BRIEF A: In the passage on Iran's constitution, which language does Article 15 name as the country's official language?
BRIEF B: Which numbered articles of the constitution does the passage on Iran's constitution cite?

TEXT PASSAGE:
---
The Islamic Republic's constitution is also supposed to protect minority rights but, as in Turkey, this is merely cosmetics. Take this, for example and notice how Turkish it sounds:
Article 15 states that Persian is the official language of the country but stipulates that "the use of regional and tribal languages in the press and mass media, as well as for teaching of their literature in schools, is allowed in addition to Persian."
Article 19 states that "all people of Iran, whatever the ethnic group or tribe to which they belong, enjoy equal rights; color, race, language, and the like, do not bestow any privilege."  Article 20 confirms equal protection under the law by stating that "all citizens of the country, both men and women, equally enjoy the protection of the law and enjoy all human, political, economic, social, and cultural rights, in conformity with Islamic criteria."
Yeah, right everybody's equal! Well, we know very well that "Islamic criteria" don't count for a damn when the Muslims in question are Kurds.
The discussion includes "freedom of association" or the de facto lack thereof in the Islamic Republic's constitution, a lack which is justified by "security laws". All of these laws are interpreted broadly, as pointed out by the HRW report, so that they are virtually meaningless and a meaningless constitution is a hallmark of all fascist regimes. Such constitutions are nothing more than pieces of paper designed for show, to allow ugly regimes like those of Turkey or Iran a place at the table of so-called civilized nations.
A few years ago, a study published in the academic Journal of Religion and Society reported, "In general, higher rates of belief in and worship of a creator correlate with higher rates of homicide, juvenile and early adult mortality, STD infection rates, teen pregnancy and abortion in the prosperous democracies."
I wonder if higher rates of belief in and worship of a creator also correlate with higher rates of repression, human rights violations, and atrocities?
---
[Point localization records]
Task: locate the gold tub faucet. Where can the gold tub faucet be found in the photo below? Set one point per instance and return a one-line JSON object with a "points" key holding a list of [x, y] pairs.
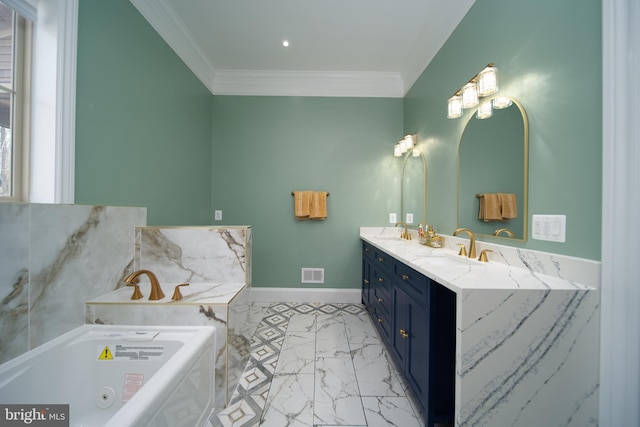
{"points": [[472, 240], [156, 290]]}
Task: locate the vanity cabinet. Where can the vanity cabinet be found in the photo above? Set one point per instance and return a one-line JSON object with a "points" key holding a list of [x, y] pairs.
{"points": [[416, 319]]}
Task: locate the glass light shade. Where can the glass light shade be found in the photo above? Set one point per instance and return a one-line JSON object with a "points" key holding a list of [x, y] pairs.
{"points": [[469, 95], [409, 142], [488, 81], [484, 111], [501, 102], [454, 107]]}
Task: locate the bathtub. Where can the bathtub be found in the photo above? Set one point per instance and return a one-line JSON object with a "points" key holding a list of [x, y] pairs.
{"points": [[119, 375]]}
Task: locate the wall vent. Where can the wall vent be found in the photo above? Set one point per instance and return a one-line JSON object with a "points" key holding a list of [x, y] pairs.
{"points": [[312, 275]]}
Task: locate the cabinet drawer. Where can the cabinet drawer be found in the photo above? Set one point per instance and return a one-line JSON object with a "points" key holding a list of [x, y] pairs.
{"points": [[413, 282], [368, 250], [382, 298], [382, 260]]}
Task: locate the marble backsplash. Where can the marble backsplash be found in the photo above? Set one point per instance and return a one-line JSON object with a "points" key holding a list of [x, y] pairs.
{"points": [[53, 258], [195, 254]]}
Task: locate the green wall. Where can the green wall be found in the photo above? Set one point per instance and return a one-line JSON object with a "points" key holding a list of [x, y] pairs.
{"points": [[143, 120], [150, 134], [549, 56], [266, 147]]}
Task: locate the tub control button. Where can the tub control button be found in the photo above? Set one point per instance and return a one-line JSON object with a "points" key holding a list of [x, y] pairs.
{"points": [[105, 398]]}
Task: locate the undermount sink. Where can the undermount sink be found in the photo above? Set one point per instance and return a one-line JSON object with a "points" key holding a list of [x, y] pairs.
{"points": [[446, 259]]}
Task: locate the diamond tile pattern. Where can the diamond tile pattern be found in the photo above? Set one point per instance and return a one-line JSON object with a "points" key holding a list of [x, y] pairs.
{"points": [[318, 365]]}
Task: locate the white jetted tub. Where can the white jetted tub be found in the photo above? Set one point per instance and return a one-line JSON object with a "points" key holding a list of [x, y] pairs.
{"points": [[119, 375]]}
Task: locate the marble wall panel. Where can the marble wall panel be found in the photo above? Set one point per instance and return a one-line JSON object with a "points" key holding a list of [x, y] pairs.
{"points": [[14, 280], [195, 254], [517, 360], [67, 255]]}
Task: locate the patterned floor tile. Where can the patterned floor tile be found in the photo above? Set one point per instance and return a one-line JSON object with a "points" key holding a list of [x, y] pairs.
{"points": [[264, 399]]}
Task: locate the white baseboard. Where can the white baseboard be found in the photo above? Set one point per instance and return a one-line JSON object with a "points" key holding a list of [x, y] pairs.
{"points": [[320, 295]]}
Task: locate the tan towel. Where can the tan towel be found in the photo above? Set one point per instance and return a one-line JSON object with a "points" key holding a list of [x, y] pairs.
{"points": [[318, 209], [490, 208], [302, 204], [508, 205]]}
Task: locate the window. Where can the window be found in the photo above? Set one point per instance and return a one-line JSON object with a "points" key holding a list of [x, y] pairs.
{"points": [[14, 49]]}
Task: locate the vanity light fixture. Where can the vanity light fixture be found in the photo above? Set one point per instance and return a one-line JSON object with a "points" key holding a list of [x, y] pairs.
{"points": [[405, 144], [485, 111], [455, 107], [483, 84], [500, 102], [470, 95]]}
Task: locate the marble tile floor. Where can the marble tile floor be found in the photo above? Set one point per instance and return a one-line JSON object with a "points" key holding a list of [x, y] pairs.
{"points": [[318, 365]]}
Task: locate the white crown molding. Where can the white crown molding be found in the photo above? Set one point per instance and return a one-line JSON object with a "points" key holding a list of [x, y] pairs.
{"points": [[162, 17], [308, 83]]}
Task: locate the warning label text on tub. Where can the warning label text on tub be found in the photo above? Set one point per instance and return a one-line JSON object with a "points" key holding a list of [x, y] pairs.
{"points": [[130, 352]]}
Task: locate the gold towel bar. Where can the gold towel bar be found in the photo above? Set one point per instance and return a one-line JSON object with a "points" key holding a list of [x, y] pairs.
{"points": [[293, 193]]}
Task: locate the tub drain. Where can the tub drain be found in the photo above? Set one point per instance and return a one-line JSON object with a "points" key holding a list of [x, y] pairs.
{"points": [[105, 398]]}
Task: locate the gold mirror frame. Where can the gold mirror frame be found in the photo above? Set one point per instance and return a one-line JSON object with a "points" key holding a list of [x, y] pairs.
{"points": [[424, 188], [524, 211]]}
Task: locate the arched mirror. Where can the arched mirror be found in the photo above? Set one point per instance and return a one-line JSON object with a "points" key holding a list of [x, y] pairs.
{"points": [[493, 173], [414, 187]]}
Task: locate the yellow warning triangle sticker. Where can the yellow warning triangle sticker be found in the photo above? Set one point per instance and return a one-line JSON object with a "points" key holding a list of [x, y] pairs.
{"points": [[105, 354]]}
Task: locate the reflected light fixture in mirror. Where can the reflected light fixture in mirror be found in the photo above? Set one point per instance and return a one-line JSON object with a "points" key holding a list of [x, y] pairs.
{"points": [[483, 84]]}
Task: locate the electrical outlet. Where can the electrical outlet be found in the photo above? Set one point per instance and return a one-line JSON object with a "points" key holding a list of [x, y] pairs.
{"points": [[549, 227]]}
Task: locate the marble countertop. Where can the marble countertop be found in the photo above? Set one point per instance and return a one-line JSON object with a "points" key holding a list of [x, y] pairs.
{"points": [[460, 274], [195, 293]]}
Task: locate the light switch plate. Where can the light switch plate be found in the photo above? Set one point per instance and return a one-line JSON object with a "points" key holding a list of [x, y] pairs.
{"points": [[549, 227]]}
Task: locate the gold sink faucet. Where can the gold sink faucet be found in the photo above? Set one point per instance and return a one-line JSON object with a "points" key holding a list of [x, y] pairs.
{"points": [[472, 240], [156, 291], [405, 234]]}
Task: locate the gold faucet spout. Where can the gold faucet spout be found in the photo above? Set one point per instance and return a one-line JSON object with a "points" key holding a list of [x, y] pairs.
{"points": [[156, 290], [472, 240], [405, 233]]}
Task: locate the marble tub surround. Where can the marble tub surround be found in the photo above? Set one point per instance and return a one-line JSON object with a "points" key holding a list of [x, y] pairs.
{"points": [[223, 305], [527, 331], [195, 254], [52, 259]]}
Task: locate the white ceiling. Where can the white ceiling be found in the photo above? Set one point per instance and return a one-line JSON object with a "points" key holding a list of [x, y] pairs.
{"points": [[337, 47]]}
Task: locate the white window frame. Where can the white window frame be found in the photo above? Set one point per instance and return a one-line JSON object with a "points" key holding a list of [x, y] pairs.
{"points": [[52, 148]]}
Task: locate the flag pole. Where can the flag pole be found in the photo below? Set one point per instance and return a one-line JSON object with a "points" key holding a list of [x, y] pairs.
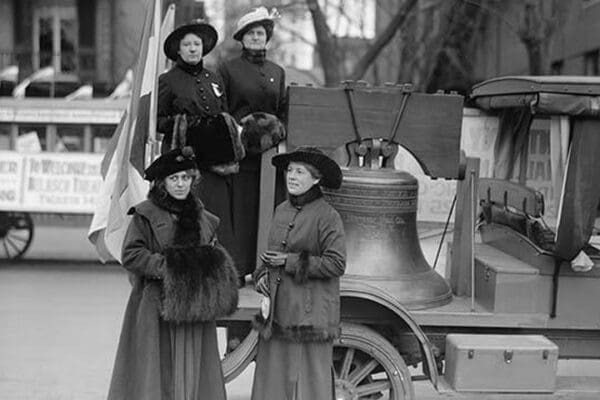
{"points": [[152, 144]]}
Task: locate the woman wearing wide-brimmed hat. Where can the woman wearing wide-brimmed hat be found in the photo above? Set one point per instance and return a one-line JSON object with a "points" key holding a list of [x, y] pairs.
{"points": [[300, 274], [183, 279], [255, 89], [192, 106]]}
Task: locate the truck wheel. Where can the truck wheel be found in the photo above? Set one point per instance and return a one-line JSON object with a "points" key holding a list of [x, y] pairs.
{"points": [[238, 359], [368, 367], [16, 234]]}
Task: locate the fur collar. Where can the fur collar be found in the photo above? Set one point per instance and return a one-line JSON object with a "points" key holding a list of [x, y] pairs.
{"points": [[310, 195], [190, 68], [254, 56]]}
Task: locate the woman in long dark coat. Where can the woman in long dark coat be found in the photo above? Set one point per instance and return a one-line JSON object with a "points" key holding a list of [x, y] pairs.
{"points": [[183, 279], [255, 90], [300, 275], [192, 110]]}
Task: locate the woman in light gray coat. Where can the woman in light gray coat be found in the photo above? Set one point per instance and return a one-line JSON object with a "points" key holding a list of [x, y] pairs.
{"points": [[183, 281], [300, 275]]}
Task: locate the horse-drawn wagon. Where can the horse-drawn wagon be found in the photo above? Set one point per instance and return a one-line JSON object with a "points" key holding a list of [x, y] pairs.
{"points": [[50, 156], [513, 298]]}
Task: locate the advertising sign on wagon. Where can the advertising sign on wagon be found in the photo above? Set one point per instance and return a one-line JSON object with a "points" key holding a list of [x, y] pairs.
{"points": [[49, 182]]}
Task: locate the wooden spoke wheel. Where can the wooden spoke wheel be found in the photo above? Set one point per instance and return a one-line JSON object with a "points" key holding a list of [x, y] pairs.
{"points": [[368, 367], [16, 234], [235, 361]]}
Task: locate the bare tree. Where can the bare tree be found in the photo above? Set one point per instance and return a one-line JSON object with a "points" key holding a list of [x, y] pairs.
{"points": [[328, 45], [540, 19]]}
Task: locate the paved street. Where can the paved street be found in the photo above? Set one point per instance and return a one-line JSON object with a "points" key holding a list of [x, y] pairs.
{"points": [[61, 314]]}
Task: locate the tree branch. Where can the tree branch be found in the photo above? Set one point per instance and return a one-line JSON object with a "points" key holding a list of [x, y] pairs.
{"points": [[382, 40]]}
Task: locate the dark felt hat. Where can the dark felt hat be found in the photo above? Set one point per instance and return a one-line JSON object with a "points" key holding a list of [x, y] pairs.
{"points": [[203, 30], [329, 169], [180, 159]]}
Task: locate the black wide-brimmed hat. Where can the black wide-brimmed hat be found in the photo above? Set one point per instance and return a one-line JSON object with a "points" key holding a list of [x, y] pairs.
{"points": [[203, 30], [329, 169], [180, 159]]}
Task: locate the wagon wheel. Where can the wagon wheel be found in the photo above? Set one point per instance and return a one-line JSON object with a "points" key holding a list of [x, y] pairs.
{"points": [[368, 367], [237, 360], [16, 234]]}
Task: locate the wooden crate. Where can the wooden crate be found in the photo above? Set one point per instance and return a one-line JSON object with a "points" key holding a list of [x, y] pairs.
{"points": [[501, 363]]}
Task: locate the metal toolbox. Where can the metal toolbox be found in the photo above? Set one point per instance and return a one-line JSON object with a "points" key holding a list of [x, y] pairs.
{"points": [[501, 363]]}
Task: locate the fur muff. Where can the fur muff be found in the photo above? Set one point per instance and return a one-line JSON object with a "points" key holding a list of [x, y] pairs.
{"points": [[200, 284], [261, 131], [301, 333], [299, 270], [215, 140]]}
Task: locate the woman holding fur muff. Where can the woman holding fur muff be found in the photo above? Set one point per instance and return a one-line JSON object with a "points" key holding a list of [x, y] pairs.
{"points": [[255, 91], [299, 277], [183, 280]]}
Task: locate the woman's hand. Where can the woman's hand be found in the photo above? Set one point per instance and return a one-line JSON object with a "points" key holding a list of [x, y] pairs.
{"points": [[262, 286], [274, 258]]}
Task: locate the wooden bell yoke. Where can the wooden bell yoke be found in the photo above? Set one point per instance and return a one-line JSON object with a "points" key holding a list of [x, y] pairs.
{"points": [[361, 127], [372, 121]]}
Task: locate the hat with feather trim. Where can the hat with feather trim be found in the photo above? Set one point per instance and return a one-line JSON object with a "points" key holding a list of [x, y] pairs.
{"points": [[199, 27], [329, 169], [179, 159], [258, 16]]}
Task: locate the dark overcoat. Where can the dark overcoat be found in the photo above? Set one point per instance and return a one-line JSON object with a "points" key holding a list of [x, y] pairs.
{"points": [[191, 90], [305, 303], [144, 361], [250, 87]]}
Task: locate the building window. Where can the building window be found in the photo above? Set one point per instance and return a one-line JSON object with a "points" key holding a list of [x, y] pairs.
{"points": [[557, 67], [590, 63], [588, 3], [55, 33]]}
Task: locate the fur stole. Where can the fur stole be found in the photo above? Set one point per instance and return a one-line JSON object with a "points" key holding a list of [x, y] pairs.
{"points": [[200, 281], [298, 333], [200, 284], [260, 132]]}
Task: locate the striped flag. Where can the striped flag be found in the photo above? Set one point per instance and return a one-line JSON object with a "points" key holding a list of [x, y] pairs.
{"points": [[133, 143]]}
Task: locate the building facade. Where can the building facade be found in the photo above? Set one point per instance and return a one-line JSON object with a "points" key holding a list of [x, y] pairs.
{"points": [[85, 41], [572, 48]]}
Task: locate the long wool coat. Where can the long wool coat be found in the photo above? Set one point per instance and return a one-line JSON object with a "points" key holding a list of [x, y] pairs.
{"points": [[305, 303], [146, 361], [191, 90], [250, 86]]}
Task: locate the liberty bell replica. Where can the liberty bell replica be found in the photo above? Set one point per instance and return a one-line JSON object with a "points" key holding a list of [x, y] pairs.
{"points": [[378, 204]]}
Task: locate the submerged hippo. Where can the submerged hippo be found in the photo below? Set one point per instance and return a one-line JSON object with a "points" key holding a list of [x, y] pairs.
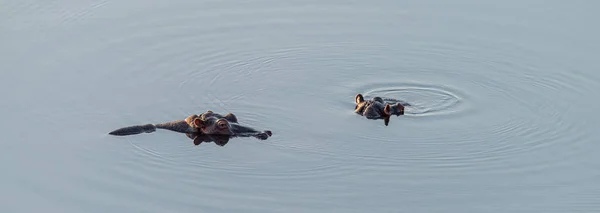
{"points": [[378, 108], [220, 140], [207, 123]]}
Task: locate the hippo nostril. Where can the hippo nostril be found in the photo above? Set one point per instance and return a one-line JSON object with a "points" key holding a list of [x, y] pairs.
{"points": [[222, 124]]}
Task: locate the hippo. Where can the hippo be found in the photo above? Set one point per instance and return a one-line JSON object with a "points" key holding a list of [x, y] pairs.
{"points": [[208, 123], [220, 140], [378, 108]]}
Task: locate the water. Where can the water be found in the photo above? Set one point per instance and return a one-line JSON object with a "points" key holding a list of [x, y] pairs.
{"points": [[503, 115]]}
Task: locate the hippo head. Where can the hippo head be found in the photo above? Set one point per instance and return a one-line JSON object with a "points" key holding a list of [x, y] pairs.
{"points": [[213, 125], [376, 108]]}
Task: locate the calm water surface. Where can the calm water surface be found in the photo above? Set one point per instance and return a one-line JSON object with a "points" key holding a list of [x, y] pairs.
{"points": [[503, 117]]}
---
WORKED SOLUTION A: Persian

WORKED SOLUTION B: Article 15, Article 19, Article 20